* Aufgabe
Zähle alle Personen auf, die im Textauszug über den Protestmarsch nach Berlin mit Namen genannt werden.

::: Textauszug :::

Zu Fuß von Hamburg nach Berlin: Rollstuhl-Protestmarsch gegen Jens Spahn

"Extrem empathielos" findet Arnold Schnittger Gesundheitsminister Jens Spahn. Aus Protest lief er zwei Wochen lang nach Berlin, den Rollstuhl seines Sohnes schiebend.

Am 24. März lief Arnold Schnittger in Hamburg los, um gegen Jens Spahn zu protestieren. 280 Kilometer, zu Fuß, immer dabei: der Rollstuhl seines Sohnes Nico. Am Freitag, nach genau zwei Wochen, ist er in Berlin am Brandenburger Tor angekommen. Zehn Menschen warten auf ihn, jubeln als er und sein Sohn Nico sich aus einer Menschentraube herauslösen und auf das Tor zukommen. Die meisten von ihnen sind pflegende Angehörige, so wie Schnittger selbst.

::: Rohdaten :::

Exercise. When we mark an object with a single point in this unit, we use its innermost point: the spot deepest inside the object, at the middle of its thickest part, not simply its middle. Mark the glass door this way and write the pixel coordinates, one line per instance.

:::

* Antwort
- Arnold Schnittger
- Jens Spahn
- Nico